Friday, October 30, 2009
Scary Findings in Guangxi Region


In a report published in the October 30 number of Science, Chinese paleoanthropologists claimed that the jawbone and teeth unearthed by them recently in the southern province of Guangxi represent a form of man 100,000 years old. Their interpretation of the fossil challenges the Western theory that claims our ancestors peopled the world in a migration out of Africa late in the last Ice Age, about 50,000 years ago. But there is more. American and European scientists stand to lose even more face if China's insistence is true that this early human is a hybrid with H. erectus, a more primitive species also known as Peking Man.

Discoverer Jin Changzhu pointed out that the jawbone curved outward, whereas that of the older species of H. erectus had an inward-sloping chin, and modern human chins generally fut out father than the Guangxi specimen's. Such an intermediate chin, he said, suggested interbreeding with H. erectus

In the West, paleoanthropologists and geneticists for the most part vehemently deny that any interbreeding between species of man could have taken place before our type emerged as the sole and supreme species favored by evolution. Neandertals, they claim, were replaced by modern humans in Europe and died out without a trace in the genetic record about 30-40,000 years ago. 

"The initial publication makes shaky claims based on preconceptions," scoffed Tim White, a paleoanthropologist at the University of California, Berkeley.

The title of the report is "Signs of Early Homo sapiens in China?" It was written by Richard Stone and published on page 655 of Vol. 326, no. 5953, of Science.

_DATA SHOWN_.
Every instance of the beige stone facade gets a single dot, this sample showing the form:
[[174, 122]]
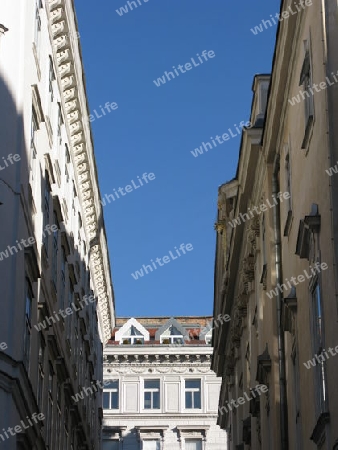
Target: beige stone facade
[[276, 260], [57, 302]]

_PROBLEM DESCRIPTION_. Copy out the full post on the Guangxi jawbone, word for word. The material comes from a separate source, unrelated to the text.

_YOUR RESPONSE_.
Friday, October 30, 2009
Scary Findings in Guangxi Region


In a report published in the October 30 number of Science, Chinese paleoanthropologists claimed that the jawbone and teeth unearthed by them recently in the southern province of Guangxi represent a form of man 100,000 years old. Their interpretation of the fossil challenges the Western theory that claims our ancestors peopled the world in a migration out of Africa late in the last Ice Age, about 50,000 years ago. But there is more. American and European scientists stand to lose even more face if China's insistence is true that this early human is a hybrid with H. erectus, a more primitive species also known as Peking Man.

Discoverer Jin Changzhu pointed out that the jawbone curved outward, whereas that of the older species of H. erectus had an inward-sloping chin, and modern human chins generally fut out father than the Guangxi specimen's. Such an intermediate chin, he said, suggested interbreeding with H. erectus

In the West, paleoanthropologists and geneticists for the most part vehemently deny that any interbreeding between species of man could have taken place before our type emerged as the sole and supreme species favored by evolution. Neandertals, they claim, were replaced by modern humans in Europe and died out without a trace in the genetic record about 30-40,000 years ago. 

"The initial publication makes shaky claims based on preconceptions," scoffed Tim White, a paleoanthropologist at the University of California, Berkeley.

The title of the report is "Signs of Early Homo sapiens in China?" It was written by Richard Stone and published on page 655 of Vol. 326, no. 5953, of Science.